[Collection entries]

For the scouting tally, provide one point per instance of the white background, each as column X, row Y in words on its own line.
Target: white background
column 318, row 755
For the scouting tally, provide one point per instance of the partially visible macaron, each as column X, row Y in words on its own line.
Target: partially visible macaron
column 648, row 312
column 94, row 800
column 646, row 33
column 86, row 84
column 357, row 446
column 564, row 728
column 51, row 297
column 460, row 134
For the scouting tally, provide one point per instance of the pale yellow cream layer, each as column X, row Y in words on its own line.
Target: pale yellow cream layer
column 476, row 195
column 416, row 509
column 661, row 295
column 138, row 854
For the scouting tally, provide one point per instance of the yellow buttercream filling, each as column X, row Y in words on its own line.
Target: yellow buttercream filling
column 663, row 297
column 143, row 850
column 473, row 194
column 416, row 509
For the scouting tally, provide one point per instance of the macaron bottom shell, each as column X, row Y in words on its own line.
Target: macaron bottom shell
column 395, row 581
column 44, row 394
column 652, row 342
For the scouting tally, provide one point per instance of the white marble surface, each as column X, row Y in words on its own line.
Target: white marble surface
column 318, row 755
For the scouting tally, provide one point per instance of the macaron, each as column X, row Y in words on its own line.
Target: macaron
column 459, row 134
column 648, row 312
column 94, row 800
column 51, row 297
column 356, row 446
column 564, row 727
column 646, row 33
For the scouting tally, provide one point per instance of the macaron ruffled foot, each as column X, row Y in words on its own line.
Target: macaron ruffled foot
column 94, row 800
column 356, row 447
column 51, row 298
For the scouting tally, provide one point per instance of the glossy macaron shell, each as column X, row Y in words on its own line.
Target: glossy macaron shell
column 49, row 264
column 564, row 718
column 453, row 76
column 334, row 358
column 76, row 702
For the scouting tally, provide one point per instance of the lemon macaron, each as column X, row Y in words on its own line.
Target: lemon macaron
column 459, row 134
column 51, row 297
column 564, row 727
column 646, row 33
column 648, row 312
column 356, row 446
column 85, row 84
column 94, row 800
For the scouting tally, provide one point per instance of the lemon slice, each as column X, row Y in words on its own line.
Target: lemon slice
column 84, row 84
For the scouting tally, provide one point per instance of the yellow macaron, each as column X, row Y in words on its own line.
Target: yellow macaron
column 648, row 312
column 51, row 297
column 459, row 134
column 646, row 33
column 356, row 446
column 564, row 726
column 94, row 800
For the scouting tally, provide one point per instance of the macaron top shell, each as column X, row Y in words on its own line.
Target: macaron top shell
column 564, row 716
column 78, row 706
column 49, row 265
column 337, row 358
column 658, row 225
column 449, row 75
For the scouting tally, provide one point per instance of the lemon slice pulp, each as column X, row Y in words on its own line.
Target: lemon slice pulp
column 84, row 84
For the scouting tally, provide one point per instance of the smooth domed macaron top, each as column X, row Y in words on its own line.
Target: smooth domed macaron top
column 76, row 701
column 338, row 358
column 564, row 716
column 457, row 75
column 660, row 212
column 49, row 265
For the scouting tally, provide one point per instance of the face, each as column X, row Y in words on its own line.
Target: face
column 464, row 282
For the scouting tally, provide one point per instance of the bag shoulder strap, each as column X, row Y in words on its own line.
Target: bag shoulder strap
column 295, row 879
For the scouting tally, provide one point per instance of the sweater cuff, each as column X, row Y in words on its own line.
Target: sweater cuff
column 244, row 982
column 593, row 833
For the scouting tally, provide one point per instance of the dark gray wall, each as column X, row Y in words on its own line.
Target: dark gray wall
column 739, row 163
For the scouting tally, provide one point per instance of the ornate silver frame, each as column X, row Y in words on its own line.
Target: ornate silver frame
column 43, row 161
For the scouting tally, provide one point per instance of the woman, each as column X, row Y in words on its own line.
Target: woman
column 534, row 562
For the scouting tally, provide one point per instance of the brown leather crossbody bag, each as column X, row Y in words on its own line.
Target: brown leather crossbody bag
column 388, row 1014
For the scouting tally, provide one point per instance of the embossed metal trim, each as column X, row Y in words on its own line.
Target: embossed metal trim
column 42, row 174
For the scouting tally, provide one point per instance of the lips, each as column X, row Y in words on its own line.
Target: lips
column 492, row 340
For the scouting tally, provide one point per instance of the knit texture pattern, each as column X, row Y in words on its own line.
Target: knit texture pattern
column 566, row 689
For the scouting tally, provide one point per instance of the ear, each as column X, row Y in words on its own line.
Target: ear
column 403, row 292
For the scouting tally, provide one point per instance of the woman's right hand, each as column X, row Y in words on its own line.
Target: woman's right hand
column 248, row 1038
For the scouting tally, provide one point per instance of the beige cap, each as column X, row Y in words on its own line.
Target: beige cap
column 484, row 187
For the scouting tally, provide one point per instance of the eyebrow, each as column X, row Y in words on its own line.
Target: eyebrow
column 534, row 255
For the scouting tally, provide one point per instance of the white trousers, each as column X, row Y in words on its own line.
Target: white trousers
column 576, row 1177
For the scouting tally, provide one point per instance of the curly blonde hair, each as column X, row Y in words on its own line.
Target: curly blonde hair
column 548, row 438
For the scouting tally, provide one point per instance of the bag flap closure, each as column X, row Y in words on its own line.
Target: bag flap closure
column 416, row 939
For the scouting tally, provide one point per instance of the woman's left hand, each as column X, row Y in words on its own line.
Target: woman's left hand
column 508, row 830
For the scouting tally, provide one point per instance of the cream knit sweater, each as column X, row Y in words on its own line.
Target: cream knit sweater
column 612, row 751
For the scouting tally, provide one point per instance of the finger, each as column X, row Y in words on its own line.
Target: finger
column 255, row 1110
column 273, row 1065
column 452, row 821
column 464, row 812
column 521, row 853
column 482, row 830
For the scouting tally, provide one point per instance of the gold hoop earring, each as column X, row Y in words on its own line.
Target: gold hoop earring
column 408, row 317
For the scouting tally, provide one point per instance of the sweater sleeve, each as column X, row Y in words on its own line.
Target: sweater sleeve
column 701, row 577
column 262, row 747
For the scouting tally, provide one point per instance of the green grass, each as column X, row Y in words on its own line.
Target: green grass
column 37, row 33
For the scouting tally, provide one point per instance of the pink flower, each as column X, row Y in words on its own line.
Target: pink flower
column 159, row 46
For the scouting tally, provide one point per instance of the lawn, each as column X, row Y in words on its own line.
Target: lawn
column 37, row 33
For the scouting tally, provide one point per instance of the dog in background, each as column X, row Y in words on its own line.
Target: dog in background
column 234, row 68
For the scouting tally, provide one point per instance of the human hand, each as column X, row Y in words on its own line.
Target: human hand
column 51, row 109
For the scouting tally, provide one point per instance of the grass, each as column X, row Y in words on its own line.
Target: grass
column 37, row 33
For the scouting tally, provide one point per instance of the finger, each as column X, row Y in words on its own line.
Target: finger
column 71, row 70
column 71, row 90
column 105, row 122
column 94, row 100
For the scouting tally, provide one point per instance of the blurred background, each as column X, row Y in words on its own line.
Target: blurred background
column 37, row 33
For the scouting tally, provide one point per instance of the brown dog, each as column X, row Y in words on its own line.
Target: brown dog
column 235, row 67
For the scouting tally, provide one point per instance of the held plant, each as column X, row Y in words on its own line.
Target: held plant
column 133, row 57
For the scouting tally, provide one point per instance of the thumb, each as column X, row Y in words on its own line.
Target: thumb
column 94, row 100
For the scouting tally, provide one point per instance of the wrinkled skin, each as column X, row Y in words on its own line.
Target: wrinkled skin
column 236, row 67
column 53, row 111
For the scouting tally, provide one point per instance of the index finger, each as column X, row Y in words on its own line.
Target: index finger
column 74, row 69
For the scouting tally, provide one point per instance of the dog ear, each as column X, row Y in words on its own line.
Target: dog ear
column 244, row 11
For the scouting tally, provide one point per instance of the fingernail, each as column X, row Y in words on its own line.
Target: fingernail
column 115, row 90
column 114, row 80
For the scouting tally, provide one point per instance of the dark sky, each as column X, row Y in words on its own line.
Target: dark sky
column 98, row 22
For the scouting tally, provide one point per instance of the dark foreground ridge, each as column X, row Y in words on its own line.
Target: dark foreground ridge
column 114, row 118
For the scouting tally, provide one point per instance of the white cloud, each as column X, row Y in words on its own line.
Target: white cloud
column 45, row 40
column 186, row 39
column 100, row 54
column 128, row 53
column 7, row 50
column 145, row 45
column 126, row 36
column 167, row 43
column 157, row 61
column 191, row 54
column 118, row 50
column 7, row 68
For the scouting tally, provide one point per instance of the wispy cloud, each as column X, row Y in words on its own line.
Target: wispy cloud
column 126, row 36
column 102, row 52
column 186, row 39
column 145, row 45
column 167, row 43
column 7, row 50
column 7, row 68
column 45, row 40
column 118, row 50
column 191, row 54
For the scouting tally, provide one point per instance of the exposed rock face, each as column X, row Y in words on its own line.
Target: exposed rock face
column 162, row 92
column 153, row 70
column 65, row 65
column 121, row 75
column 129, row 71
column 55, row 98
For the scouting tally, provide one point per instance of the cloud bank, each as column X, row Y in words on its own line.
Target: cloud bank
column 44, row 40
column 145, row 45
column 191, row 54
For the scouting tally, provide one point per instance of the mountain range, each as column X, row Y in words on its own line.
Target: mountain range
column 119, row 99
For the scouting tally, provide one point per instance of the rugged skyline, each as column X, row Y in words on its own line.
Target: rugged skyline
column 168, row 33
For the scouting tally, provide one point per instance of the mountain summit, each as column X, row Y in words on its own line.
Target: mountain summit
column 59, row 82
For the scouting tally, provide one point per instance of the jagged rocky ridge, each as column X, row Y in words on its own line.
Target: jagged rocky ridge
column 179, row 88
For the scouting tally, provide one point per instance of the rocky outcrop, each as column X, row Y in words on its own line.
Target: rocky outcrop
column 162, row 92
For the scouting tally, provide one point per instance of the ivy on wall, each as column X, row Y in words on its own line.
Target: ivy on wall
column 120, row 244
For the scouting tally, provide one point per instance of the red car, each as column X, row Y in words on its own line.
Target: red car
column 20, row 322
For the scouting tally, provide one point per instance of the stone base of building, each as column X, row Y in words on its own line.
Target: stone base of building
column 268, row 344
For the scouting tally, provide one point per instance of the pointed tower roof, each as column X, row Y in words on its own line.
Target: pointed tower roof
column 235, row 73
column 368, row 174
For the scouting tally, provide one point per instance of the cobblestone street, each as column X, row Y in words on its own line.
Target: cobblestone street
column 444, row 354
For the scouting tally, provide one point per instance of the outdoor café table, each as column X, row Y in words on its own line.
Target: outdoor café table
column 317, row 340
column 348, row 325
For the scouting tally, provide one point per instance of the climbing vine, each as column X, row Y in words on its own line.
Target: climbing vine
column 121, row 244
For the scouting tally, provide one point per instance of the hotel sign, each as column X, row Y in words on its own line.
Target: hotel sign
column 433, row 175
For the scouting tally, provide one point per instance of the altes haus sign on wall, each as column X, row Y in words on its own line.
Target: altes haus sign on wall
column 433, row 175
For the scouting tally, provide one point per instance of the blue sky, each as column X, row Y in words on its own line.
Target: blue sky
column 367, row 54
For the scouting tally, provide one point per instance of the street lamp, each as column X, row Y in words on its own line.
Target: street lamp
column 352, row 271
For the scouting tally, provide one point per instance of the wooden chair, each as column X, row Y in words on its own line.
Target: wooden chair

# [What to work on]
Only those lines of the entries above that run from the line containing "the macaron, each" to the line containing "of the glossy", both included, should be transcribed exactly.

# [Your solution]
For the scouting tally, provide one point per instance of the macaron, each as column X, row Y in words on its own line.
Target: macaron
column 459, row 134
column 648, row 312
column 94, row 800
column 51, row 297
column 356, row 446
column 564, row 727
column 646, row 33
For the scouting tally, provide one point per instance of the macaron ruffled foot, each as column X, row Y in words on its own line.
Target: macaron ruffled foot
column 94, row 800
column 356, row 447
column 51, row 298
For the scouting tally, provide one point per instance of the glossy macaron shell, each as column X, row Y in words on its own line.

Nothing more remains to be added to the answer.